The lower region is outside NuSTAR’s FOV in P12 and 13, and would be positioned near or on a detector gap in P18 and 19. However, the lightcurves confirm that this feature is relatively faint in Hinode/XRT in comparison to the central region, and therefore would be unlikely to contribute significantly to the NuSTAR emission from the EFR.

4.1 NuSTAR Spectral Analysis

Using the approach detailed in Section 3.1, we fit an isothermal model to the NuSTAR spectra of the EFR. Multiple pointings were simultaneously fit over to reduce the noise, but it was sufficient just to use consecutive pointings (P12,13 and P18,19) so that we could still investigate the time evolution. The spectra for orbit 1 P18,19 and orbit 2 P12,13 are shown in Figure 4, and a summary of the fitting results for the EFR (in comparison with all other features investigated) is given in Table 1. The spectral fits from all four times give a reasonably constant temperature of ∼ 2.5 MK, and emission measures ranging between 1.9 and 6.1 × \(10^{44}\) cm−3. The fits do suggest a slight increase in temperature of the EFR over the two orbits, from 2.54 MK to 2.63 MK. However, taking into account the uncertainties on these temperatures, this increase is not statistically significant. The emission measure from the spectral fits decreases from 3.42 to 1.93 × \(10^{44}\) cm−3 between P12,13 and P18,19 in the first orbit. It then increases up to 6.10 × \(10^{44}\) cm−3 in P12,13 in the second orbit before falling to 2.40 × \(10^{44}\) cm−3 for P18,19.

Figure 4
figure 4

NuSTAR fitted spectra for the EFR, (left) orbit 1 P18, P19 and (right) orbit 2 P12, 13. The red line and numbers indicate the fitted thermal model, dotted lines the fitting range, and the black number is the multiplicative constant to account for systematic differences between FPMA and FPMB.

• Required task 1:
In the records, from the line that contains "Reviewer note: every instance of the curved" through the end of the records, switch "Target" to "Object" and leave every other part unchanged. Omit the pictures from your answer.

Pointing dataset records:
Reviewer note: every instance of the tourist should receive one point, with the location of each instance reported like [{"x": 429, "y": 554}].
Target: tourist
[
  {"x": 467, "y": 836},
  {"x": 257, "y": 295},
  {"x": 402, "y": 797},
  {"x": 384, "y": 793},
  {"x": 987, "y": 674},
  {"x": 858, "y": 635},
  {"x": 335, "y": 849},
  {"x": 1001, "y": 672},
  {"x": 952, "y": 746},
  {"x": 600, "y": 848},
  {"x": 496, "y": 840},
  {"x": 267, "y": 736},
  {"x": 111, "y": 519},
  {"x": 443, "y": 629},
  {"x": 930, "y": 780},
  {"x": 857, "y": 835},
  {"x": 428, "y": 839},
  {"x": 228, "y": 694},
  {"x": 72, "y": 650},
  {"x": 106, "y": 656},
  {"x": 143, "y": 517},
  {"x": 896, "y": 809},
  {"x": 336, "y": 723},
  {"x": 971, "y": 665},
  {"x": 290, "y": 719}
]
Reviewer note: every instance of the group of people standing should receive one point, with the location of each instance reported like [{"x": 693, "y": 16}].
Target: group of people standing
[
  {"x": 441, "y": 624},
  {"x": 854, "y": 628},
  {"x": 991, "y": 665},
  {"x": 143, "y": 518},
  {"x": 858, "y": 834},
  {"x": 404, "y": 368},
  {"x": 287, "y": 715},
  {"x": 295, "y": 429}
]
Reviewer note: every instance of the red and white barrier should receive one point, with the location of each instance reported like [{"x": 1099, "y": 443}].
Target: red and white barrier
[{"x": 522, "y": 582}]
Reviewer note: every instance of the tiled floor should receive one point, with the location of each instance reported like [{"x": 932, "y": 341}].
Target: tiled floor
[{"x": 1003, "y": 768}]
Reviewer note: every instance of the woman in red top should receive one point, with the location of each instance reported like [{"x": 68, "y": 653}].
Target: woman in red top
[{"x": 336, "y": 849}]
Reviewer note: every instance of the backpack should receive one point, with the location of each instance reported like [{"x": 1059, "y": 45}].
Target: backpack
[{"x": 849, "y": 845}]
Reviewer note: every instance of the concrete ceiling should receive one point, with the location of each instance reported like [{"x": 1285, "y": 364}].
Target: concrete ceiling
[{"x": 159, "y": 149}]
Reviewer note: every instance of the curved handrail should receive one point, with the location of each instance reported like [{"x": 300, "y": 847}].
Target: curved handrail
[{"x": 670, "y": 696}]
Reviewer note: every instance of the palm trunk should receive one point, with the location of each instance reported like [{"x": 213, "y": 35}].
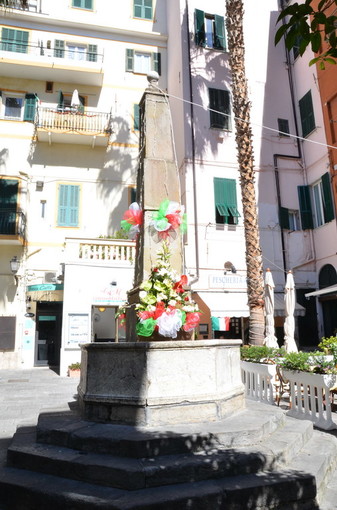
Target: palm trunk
[{"x": 241, "y": 108}]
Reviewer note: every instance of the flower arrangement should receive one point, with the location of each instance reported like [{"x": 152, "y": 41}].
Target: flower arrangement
[
  {"x": 165, "y": 222},
  {"x": 165, "y": 306}
]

• Required task 2:
According to the NuSTAR spectral analysis text, what emission measure did the fit give for the EFR in P12,13 of the second orbit?

• Task output 1:
Reviewer note: every instance of the curved handrail should receive one point, with the location of each instance reported like [{"x": 300, "y": 847}].
Object: curved handrail
[{"x": 670, "y": 696}]
Reviewer note: every instance of the palm trunk should receive one point, with the location of each instance reported like [{"x": 213, "y": 35}].
Object: palm trunk
[{"x": 241, "y": 108}]
Reviewer note: every instance of the flower arrangement should receive one point, with the location of each instance reported like [{"x": 152, "y": 41}].
Object: flower arrangement
[
  {"x": 165, "y": 222},
  {"x": 165, "y": 306}
]

• Task output 2:
6.10 × \(10^{44}\) cm−3